══ Dataset content ══

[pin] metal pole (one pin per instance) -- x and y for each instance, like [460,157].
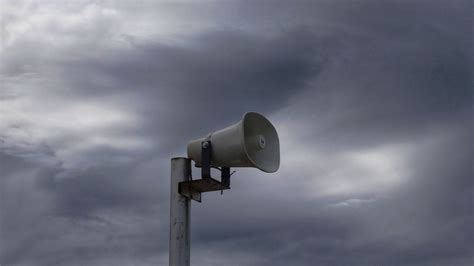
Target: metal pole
[179,214]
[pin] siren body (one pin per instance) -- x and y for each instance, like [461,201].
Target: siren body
[252,142]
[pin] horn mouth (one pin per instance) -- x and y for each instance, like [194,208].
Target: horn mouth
[261,143]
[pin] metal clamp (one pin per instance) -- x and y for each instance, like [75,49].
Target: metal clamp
[192,189]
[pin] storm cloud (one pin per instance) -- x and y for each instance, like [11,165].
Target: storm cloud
[372,101]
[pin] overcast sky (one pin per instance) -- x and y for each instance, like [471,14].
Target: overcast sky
[372,101]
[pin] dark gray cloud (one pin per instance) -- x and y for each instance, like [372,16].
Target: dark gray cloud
[372,101]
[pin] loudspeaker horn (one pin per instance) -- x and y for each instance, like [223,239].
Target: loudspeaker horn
[252,142]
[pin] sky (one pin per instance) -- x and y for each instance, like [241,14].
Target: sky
[372,101]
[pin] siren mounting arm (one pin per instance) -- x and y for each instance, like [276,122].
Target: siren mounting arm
[192,189]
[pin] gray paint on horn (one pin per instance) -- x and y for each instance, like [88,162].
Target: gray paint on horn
[252,142]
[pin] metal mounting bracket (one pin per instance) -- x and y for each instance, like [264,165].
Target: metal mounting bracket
[192,189]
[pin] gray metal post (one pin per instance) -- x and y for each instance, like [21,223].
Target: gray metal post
[179,214]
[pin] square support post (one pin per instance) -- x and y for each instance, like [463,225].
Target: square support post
[179,241]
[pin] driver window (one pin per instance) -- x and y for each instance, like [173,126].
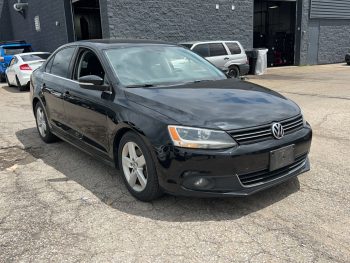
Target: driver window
[89,64]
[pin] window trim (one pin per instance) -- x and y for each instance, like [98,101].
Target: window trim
[75,64]
[198,44]
[234,42]
[53,56]
[220,43]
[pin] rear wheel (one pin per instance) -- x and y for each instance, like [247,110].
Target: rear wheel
[43,125]
[137,167]
[20,87]
[233,72]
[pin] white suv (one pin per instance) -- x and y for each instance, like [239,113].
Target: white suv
[229,56]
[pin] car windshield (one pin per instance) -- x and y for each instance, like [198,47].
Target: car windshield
[160,65]
[33,57]
[16,50]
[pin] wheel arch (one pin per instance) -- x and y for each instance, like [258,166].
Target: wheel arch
[119,135]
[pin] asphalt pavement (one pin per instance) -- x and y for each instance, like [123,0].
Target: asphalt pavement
[58,204]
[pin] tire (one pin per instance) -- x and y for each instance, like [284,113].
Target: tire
[43,125]
[137,168]
[8,83]
[20,87]
[233,72]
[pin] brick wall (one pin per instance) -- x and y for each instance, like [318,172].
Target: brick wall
[181,20]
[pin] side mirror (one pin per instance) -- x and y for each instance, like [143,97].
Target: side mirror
[92,82]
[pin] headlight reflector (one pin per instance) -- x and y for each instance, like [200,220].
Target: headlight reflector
[197,138]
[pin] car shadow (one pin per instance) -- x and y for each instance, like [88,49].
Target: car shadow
[106,184]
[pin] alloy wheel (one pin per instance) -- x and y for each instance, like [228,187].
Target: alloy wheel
[134,166]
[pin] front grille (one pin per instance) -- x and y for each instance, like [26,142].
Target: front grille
[261,133]
[265,176]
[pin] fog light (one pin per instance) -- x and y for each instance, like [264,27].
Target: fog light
[201,183]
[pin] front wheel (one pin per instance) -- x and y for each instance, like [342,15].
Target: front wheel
[43,125]
[137,168]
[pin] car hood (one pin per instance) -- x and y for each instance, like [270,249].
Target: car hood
[225,104]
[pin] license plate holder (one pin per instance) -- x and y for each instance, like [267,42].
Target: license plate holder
[282,157]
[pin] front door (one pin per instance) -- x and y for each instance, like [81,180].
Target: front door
[86,110]
[11,76]
[218,55]
[57,78]
[314,31]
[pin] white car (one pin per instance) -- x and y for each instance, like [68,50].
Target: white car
[229,56]
[21,67]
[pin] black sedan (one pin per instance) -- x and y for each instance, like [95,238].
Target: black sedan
[168,119]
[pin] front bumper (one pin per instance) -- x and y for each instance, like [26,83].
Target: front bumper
[228,172]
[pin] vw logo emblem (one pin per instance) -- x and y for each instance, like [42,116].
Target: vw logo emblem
[277,130]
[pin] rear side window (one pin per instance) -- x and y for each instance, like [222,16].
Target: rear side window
[34,57]
[202,50]
[217,49]
[234,48]
[61,61]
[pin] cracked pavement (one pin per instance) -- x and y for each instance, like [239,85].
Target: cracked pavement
[58,204]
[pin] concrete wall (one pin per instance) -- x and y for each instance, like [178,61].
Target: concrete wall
[181,20]
[5,22]
[50,36]
[333,38]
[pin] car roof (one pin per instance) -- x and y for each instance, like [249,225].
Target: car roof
[106,43]
[208,42]
[15,45]
[32,53]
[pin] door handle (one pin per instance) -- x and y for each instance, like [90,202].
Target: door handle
[66,94]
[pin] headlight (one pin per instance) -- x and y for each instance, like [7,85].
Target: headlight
[198,138]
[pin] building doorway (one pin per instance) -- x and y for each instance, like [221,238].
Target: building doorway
[275,28]
[87,19]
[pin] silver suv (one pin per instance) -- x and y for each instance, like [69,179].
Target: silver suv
[229,56]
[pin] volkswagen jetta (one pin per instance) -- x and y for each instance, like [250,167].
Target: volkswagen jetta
[168,119]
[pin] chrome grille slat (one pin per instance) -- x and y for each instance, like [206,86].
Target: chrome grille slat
[260,133]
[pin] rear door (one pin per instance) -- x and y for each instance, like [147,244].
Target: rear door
[56,80]
[86,110]
[218,55]
[237,54]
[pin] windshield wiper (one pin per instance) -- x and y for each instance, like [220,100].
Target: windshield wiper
[147,85]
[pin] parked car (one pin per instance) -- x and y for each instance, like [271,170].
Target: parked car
[229,56]
[21,67]
[7,50]
[185,130]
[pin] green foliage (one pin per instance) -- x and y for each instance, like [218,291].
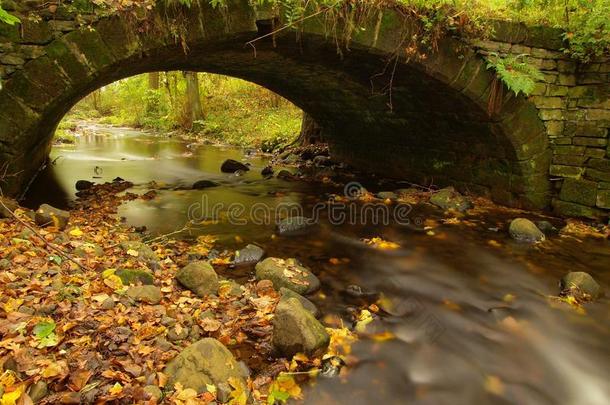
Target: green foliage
[236,111]
[7,18]
[516,74]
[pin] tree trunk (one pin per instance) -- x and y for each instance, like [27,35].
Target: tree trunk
[311,132]
[193,111]
[153,81]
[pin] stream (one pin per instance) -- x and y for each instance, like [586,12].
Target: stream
[467,305]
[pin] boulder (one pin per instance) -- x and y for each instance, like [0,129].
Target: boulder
[89,249]
[524,230]
[387,195]
[308,305]
[296,330]
[38,391]
[249,255]
[145,293]
[448,198]
[285,175]
[294,225]
[201,184]
[267,171]
[47,215]
[206,362]
[322,161]
[144,252]
[83,185]
[199,277]
[7,205]
[580,284]
[231,166]
[287,273]
[135,276]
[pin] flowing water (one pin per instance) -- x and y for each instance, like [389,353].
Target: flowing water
[471,317]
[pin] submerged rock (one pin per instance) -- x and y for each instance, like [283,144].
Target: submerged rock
[231,166]
[249,255]
[267,171]
[285,175]
[524,230]
[83,185]
[140,250]
[308,305]
[47,215]
[145,293]
[448,198]
[296,330]
[387,195]
[206,362]
[287,273]
[199,277]
[580,285]
[11,205]
[201,184]
[294,225]
[38,391]
[135,276]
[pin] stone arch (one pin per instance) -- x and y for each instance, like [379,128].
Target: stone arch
[436,131]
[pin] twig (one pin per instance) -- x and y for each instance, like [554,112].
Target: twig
[48,244]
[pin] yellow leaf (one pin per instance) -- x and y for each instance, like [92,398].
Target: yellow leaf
[133,252]
[10,398]
[76,232]
[12,304]
[116,389]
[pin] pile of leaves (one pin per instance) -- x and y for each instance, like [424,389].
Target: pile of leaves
[65,320]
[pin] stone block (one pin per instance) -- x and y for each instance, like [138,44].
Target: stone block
[579,191]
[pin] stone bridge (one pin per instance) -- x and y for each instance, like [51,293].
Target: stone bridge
[424,121]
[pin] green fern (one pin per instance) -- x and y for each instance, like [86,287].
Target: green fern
[516,74]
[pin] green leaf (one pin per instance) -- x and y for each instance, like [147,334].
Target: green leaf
[43,329]
[7,18]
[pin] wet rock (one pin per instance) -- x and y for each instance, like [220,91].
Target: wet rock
[38,391]
[546,227]
[199,277]
[387,195]
[448,198]
[153,392]
[580,285]
[83,185]
[249,255]
[201,184]
[47,215]
[285,175]
[287,273]
[294,225]
[267,171]
[7,206]
[135,276]
[296,330]
[322,161]
[144,252]
[145,293]
[89,249]
[524,230]
[308,305]
[231,166]
[206,362]
[177,333]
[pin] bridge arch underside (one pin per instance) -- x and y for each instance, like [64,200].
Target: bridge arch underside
[437,130]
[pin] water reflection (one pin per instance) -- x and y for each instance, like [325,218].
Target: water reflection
[472,319]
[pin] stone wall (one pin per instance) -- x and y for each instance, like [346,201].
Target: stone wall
[573,100]
[548,150]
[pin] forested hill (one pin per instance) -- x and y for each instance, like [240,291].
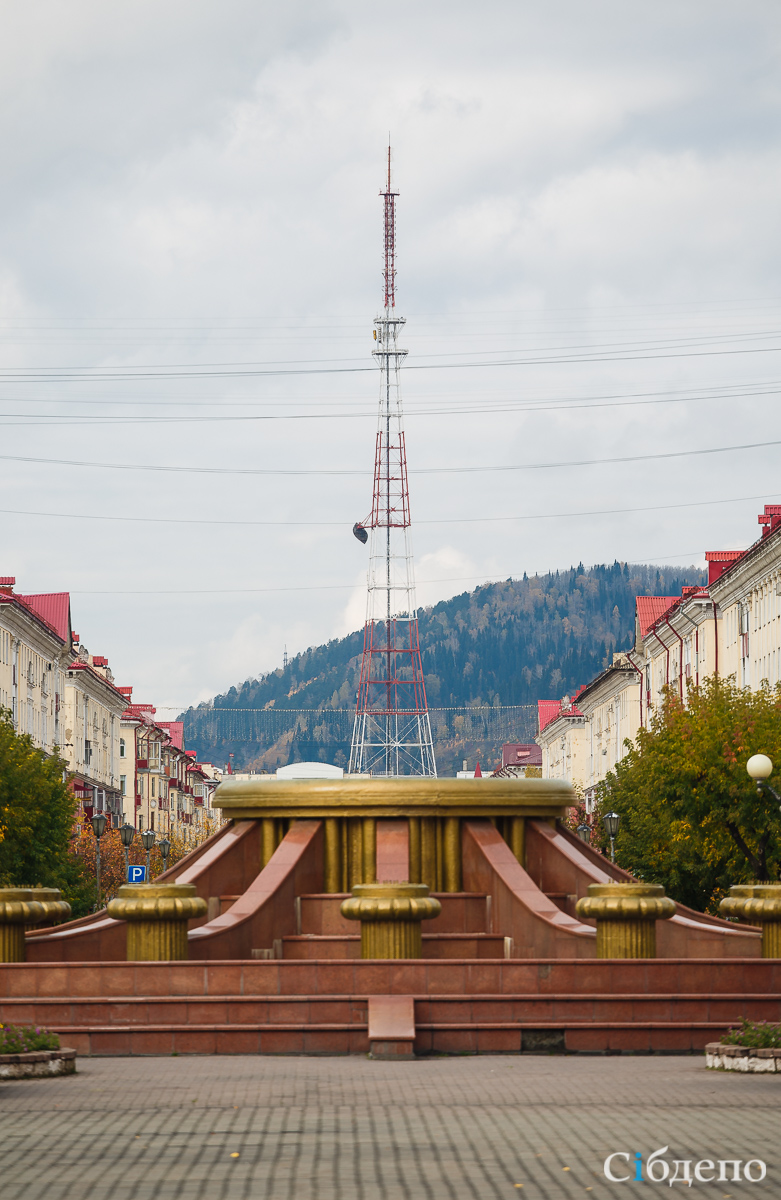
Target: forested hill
[506,643]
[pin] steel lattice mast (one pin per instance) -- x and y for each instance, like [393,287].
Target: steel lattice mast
[391,735]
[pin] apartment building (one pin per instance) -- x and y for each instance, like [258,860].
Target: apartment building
[169,790]
[731,628]
[563,741]
[59,695]
[35,649]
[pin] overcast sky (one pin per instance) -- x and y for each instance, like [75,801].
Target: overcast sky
[190,265]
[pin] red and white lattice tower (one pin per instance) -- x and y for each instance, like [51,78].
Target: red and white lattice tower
[392,732]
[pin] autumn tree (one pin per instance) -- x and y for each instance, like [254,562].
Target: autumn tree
[691,817]
[36,817]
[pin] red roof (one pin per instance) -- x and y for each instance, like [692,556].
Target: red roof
[175,731]
[55,610]
[650,609]
[518,754]
[7,597]
[548,711]
[139,713]
[720,561]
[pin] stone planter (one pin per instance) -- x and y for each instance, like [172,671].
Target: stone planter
[390,916]
[37,1063]
[626,916]
[24,909]
[760,904]
[746,1059]
[156,916]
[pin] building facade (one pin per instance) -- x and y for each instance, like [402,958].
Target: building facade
[730,628]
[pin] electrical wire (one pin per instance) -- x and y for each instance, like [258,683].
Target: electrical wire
[419,471]
[344,523]
[325,587]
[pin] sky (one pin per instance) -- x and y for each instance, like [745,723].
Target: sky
[191,263]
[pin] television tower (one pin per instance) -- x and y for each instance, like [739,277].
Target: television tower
[391,735]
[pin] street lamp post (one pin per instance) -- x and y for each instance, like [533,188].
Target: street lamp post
[148,841]
[760,767]
[98,829]
[164,851]
[611,821]
[127,833]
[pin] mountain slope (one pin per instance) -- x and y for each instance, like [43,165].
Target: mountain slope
[508,643]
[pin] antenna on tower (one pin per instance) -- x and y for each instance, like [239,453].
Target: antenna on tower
[391,735]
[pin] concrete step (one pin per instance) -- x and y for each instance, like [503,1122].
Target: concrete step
[436,946]
[462,912]
[340,1024]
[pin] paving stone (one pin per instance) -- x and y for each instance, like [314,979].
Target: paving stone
[344,1128]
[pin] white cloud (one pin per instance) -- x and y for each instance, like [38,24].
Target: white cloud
[197,184]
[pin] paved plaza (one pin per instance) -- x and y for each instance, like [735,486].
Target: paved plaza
[278,1128]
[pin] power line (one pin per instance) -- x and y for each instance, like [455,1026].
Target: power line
[346,522]
[326,587]
[44,419]
[65,375]
[420,471]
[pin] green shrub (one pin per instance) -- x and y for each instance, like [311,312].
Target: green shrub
[23,1038]
[756,1035]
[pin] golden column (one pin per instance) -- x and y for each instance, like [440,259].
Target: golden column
[761,905]
[626,916]
[390,916]
[156,916]
[24,907]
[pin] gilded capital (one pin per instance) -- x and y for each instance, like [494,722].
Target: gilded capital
[156,901]
[761,905]
[390,901]
[625,901]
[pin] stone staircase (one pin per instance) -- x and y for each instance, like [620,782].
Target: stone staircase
[316,1003]
[461,931]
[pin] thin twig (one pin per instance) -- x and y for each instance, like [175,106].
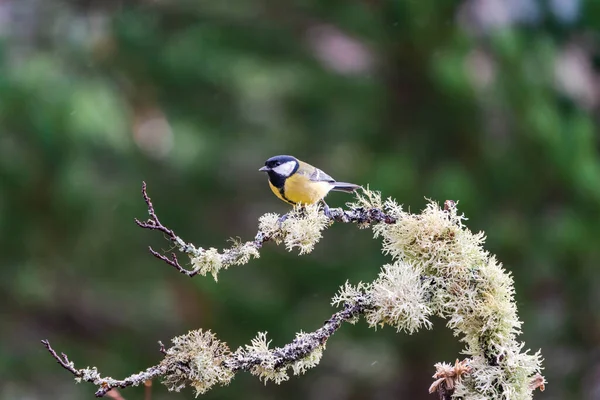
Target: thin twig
[284,356]
[105,384]
[358,215]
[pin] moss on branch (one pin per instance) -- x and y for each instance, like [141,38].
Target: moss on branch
[438,267]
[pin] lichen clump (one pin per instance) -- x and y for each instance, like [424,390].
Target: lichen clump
[268,369]
[302,228]
[196,359]
[440,268]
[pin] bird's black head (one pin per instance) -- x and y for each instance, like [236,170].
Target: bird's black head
[280,168]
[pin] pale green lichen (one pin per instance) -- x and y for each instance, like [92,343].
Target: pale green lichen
[196,359]
[265,370]
[309,361]
[441,267]
[399,296]
[303,228]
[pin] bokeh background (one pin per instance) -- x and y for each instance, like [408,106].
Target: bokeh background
[490,102]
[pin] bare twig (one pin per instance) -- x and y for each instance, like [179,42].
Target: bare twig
[236,362]
[358,215]
[105,384]
[302,346]
[447,376]
[162,347]
[538,382]
[63,360]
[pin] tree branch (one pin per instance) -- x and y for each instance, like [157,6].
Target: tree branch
[278,358]
[438,267]
[104,384]
[358,215]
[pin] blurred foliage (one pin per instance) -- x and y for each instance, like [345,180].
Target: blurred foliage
[490,102]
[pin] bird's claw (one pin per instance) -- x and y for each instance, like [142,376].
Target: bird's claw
[282,219]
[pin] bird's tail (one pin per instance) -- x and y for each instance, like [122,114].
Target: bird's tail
[345,187]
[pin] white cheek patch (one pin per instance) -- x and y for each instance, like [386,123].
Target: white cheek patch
[285,169]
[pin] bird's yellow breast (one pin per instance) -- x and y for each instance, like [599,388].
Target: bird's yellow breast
[300,189]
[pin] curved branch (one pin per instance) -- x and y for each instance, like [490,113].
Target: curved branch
[278,358]
[105,384]
[358,215]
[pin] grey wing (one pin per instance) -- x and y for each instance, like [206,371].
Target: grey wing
[320,176]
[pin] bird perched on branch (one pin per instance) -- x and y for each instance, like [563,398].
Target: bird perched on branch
[297,182]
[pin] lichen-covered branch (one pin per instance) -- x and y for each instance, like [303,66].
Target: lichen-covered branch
[301,229]
[438,267]
[200,360]
[105,384]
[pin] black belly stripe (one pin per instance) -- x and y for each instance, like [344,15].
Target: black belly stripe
[282,193]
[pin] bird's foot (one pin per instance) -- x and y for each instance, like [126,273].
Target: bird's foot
[282,219]
[327,211]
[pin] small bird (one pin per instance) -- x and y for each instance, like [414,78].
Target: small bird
[297,182]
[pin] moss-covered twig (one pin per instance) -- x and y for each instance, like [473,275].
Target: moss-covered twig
[212,260]
[438,268]
[200,360]
[105,384]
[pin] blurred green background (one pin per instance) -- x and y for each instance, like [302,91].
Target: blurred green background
[490,102]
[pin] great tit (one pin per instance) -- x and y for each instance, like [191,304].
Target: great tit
[297,182]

═══

§ **Your goal**: Retype nothing except the lines from the line holding "[pin] lichen-covered branch" through the last line of the entries, both included.

§ **The answer**:
[pin] lichen-covered branch (one pin per instance) -- x and y for each instance, like [303,66].
Target: lichen-covered branch
[301,229]
[438,267]
[200,360]
[105,384]
[pin] black belly stripe (one pin per instance) -- x and y for each instance, like [344,15].
Target: black belly stripe
[282,193]
[pin] bird's foot (one pin per instance) -- x and y for each instance, like [126,273].
Target: bird's foot
[282,219]
[327,211]
[pin] small bird (one pin per instance) -- x and y for each instance, like [414,78].
Target: small bird
[297,182]
[pin] moss-covered twig (one pin per instance) -- x and y for each instance, like [473,275].
Target: moss-covered twig
[212,260]
[438,268]
[200,360]
[105,384]
[pin] blurred green background (one pin per instance) -- x and y for each instance, like [302,91].
Target: blurred green background
[490,102]
[pin] great tit (one pin per instance) -- x and y for each instance, like [191,304].
Target: great tit
[297,182]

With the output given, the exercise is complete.